START Entries shown

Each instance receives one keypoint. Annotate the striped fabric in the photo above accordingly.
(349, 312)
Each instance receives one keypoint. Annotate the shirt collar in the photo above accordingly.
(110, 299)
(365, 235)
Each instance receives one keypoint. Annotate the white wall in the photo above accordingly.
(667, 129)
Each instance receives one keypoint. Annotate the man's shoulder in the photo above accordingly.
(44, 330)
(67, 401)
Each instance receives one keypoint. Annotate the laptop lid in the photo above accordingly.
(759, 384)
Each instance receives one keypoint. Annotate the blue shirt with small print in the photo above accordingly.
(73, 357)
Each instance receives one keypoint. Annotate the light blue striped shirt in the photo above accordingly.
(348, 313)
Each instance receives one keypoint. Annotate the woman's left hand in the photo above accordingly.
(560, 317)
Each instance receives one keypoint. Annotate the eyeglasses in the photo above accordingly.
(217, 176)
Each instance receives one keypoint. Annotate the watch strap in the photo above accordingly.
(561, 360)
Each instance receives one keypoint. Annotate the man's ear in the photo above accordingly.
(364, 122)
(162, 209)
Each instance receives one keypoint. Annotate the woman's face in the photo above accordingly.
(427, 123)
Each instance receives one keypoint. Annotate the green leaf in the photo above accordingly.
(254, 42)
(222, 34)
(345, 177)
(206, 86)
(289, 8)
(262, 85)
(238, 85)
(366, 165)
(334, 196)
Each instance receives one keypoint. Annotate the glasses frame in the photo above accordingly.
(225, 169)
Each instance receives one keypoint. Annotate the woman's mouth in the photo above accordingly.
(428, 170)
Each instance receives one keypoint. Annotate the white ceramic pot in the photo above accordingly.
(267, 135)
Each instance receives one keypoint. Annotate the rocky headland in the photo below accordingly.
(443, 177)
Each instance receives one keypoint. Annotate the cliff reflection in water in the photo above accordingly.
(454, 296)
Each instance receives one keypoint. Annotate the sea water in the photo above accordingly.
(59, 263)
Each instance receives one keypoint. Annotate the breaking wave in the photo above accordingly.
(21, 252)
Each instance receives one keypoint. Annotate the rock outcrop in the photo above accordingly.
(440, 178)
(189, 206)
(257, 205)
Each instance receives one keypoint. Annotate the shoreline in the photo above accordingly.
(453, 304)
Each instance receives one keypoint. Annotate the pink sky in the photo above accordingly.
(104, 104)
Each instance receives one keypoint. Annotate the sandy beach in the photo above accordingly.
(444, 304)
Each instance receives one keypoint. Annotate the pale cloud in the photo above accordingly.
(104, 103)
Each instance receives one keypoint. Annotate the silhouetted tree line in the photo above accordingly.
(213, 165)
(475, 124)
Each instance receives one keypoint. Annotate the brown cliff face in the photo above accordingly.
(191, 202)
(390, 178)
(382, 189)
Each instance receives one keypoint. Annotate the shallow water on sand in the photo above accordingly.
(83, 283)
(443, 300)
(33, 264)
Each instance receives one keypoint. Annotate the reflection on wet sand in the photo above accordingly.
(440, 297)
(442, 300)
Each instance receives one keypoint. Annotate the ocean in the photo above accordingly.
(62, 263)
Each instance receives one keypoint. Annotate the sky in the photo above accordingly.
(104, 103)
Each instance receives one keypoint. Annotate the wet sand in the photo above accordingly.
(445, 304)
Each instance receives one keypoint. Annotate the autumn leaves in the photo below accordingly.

END Entries shown

* [Task goal]
Restate the entries above, keeping every word intact.

* [Answer for the task]
Each instance receives one keypoint. Annotate the striped fabric in the photo above accordingly.
(349, 312)
Each instance receives one keypoint. Annotate the shirt collar in the photo above accordingly.
(110, 299)
(365, 235)
Each instance receives one keypoint. Annotate the white wall in the photo above accordingly.
(667, 129)
Each instance receives one keypoint. Annotate the man's shoulder in the photo above accordingly.
(44, 330)
(67, 401)
Each instance receives one keypoint. Annotate the laptop lid in the photo above accordingly.
(759, 384)
Each instance receives one keypoint. Annotate the blue shirt with small print in the photo above accordingly.
(73, 357)
Each instance receives one keypoint. Annotate the light blue striped shirt in the photo above accordingly.
(348, 313)
Each instance receives one keypoint. Annotate the woman's left hand in the photo above accordingly.
(560, 317)
Each instance receives one keypoint. Annotate the eyeglasses in the photo above accordingly.
(217, 176)
Each instance receives one keypoint. Annotate the watch strap in the photo above accordingly.
(561, 360)
Each instance receives one keypoint. Annotate the man's ear in the photo above accordingly.
(364, 122)
(162, 209)
Each instance receives one keypoint. Annotate the woman's face in the photo above accordingly.
(427, 123)
Each instance receives one keypoint. Annotate the green leaf in the photo above accordingly.
(254, 42)
(222, 34)
(345, 177)
(206, 86)
(289, 8)
(262, 85)
(238, 85)
(366, 165)
(334, 196)
Each instance receives one keypoint. Annotate the glasses frame in the photo above accordingly.
(225, 169)
Each instance receives one keypoint. Annotate the woman's mouth in the photo above accordingly.
(428, 170)
Each instance receives one keypoint. Annotate the white ceramic pot in the photo above accordingly.
(267, 135)
Each instance receives one keypoint. Annotate the rocky headland in the photo below accordingly.
(443, 177)
Each instance receives one keypoint. Annotate the cliff reflection in water in the photo above accordingly.
(454, 296)
Each instance receives one keypoint. Annotate the sea water in the photo above accordingly.
(59, 263)
Each instance receives one keypoint. Annotate the breaking wave in the photo above accordingly.
(21, 252)
Each instance receives one keypoint. Annotate the rock outcrop in the photo above accordingly.
(440, 178)
(189, 206)
(257, 205)
Each instance receives one keypoint. Annotate the shoreline in the photo above accordingly.
(453, 304)
Each instance receives one keypoint. Annotate the pink sky in the photo above accordingly.
(104, 104)
Each instance receives one keypoint. Annotate the sandy beach in the photo above accordingly.
(444, 304)
Each instance receives one keypoint. Annotate the pale cloud in the photo above accordingly.
(104, 103)
Each instance receives one keypoint. Annotate the silhouetted tree line in the photo above accordingly.
(213, 165)
(475, 124)
Each instance receives one keypoint. Annotate the brown cliff face in the photo above accordingly.
(191, 202)
(390, 178)
(382, 189)
Each instance receives one keypoint. Annotate the shallow water on sand in the photo above accordingly.
(83, 283)
(443, 300)
(33, 264)
Each instance receives one keypoint. Annotate the reflection on wet sand in the photo above accordingly.
(440, 297)
(442, 300)
Each instance receives one keypoint. Annotate the ocean in the photo above accordingly.
(62, 263)
Each instance receives one keypoint. Annotate the sky in the photo above accordingly.
(104, 103)
Each instance receives one keypoint. Annotate the wet sand in the photo above accordingly.
(445, 304)
Each instance receives one keypoint. Annotate the autumn leaves in the photo below accordingly.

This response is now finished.